→ The exercise:
Answer these questions about the report on Deputy Speaker qualifications.
1. Besides party balance, what balance should the team of Deputy Speakers reflect if possible?
2. Who makes up the Chairmen's Panel?
3. What are the four chairmen appointed to chair debates in Westminster Hall called?

Select Committee on Procedure Second Report

Qualifications for the post of Deputy Speaker


16. There was broad agreement among all we consulted about the qualities expected of a Deputy Speaker. Principal among these is the ability swiftly to command the respect of the whole House. This rests on a number of other, more tangible qualities: a demonstrable knowledge of procedure and its application, as well as wider experience of the House and the way it works; together with an ability to chair the most challenging debates with demonstrable fairness and authority. As we shall see, an essential requirement is that a Deputy Speaker should be a good team player, able to work well with his or her fellow Deputies in a team headed by the Speaker. An appetite for hard work, unremitting punctuality, and a sense of humour and proportion are also highly desirable. Finally, the team as whole should reflect, at least to some degree, party balance within the House, and if possible gender balance. In the remainder of this report we consider the question of how the House can best contrive to secure the appointment of Members who meet these demanding criteria.


17. A successful Deputy Speaker requires not only innate qualities of character but a specific set of skills. These include procedural knowledge—how to put questions, deal with amendments, interpret programme orders and so on—and also the subtler skills of dealing with Members fairly, sensitively and effectively. The best training in these skills within the House of Commons is undoubtedly that provided by service on the Chairmen's Panel. The Panel consists of the Chairman of Ways and Means, the two other Deputy Speakers, and not fewer than ten other Members nominated by the Speaker. Members of the Panel chair Standing Committees on bills and on delegated and European legislation, as well as the Scottish, Welsh and Northern Ireland Grand Committees and the Standing Committee on Regional Affairs. In some circumstances they may also act as temporary chairmen when the House is in Committee; and four of the chairmen (described as additional Deputy Speakers) are appointed by the House, together with the Deputy Speakers, to chair debates in Westminster Hall.

→ Dataset rows:
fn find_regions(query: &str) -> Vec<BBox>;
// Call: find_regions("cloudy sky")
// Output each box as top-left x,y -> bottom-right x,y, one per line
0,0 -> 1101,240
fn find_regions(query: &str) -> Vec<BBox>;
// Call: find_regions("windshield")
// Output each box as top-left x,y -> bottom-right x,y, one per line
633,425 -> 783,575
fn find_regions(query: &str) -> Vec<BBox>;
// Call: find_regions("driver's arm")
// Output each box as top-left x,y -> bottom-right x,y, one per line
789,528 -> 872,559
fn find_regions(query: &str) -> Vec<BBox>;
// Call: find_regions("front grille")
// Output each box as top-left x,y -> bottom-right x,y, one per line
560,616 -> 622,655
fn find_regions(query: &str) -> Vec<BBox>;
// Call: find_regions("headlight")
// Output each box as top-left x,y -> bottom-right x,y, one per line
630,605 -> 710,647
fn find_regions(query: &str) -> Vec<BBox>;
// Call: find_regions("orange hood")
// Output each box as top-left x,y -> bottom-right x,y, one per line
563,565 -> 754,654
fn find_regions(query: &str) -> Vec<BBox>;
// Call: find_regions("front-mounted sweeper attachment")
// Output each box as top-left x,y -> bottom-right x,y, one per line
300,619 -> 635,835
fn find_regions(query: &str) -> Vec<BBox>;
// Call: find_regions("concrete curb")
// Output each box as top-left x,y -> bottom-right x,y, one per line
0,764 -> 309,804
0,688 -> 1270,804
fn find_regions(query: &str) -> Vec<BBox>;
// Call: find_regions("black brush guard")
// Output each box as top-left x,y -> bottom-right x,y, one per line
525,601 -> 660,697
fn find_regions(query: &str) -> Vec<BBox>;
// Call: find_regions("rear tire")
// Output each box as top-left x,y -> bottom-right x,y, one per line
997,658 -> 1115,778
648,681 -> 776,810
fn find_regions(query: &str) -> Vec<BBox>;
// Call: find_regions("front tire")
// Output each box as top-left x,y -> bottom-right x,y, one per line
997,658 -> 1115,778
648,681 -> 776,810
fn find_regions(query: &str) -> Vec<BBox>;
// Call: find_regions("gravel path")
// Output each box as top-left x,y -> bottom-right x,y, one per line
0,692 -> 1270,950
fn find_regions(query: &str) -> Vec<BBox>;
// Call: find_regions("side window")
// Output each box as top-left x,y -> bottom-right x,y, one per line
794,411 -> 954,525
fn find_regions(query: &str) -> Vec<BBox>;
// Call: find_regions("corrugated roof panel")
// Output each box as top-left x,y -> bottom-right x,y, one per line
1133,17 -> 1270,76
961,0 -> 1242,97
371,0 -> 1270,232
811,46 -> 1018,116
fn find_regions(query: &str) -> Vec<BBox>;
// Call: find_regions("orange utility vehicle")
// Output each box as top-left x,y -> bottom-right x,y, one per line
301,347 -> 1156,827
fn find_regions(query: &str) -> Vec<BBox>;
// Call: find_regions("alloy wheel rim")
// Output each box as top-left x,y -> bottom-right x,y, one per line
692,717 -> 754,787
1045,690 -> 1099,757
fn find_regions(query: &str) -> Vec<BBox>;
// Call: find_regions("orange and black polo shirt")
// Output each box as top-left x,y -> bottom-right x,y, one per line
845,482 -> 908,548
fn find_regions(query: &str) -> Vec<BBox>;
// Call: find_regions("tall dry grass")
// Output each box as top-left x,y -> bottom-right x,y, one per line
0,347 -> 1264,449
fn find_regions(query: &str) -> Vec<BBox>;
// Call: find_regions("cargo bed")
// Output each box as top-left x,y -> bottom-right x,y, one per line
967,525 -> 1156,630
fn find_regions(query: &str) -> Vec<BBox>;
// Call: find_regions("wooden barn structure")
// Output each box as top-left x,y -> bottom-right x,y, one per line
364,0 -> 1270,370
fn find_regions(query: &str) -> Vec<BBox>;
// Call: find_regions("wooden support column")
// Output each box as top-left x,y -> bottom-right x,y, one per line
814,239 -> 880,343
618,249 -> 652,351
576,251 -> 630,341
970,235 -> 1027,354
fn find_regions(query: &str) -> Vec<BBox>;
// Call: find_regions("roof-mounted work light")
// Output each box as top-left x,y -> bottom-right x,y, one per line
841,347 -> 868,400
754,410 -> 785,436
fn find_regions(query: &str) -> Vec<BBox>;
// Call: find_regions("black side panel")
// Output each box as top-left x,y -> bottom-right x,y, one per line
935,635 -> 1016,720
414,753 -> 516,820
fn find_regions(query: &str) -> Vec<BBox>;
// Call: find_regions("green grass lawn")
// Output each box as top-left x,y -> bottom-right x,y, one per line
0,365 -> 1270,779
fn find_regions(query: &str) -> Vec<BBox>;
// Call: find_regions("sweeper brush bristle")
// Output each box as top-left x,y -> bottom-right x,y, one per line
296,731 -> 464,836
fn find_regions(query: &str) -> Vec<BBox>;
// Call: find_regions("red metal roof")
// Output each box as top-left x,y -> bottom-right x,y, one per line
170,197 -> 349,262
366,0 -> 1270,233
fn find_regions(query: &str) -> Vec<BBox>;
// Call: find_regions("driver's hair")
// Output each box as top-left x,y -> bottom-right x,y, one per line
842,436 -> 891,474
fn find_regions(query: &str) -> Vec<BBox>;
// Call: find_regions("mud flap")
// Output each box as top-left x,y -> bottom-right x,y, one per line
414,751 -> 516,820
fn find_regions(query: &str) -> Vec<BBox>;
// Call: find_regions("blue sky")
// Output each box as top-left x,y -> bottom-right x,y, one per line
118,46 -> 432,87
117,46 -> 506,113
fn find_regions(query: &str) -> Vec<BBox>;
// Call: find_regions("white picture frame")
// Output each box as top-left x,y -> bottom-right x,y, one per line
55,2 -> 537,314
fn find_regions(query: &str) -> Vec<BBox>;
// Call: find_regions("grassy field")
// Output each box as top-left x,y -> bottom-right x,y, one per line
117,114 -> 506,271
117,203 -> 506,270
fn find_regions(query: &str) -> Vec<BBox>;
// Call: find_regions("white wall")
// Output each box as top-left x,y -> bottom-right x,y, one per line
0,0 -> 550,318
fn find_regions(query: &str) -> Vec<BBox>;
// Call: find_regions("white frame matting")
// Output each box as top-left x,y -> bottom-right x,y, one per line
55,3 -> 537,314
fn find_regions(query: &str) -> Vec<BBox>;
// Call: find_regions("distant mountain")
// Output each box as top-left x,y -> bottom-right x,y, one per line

→ The answer:
1. Gender balance.
2. The Chairman of Ways and Means, the two other Deputy Speakers, and not fewer than ten other Members nominated by the Speaker.
3. Additional Deputy Speakers.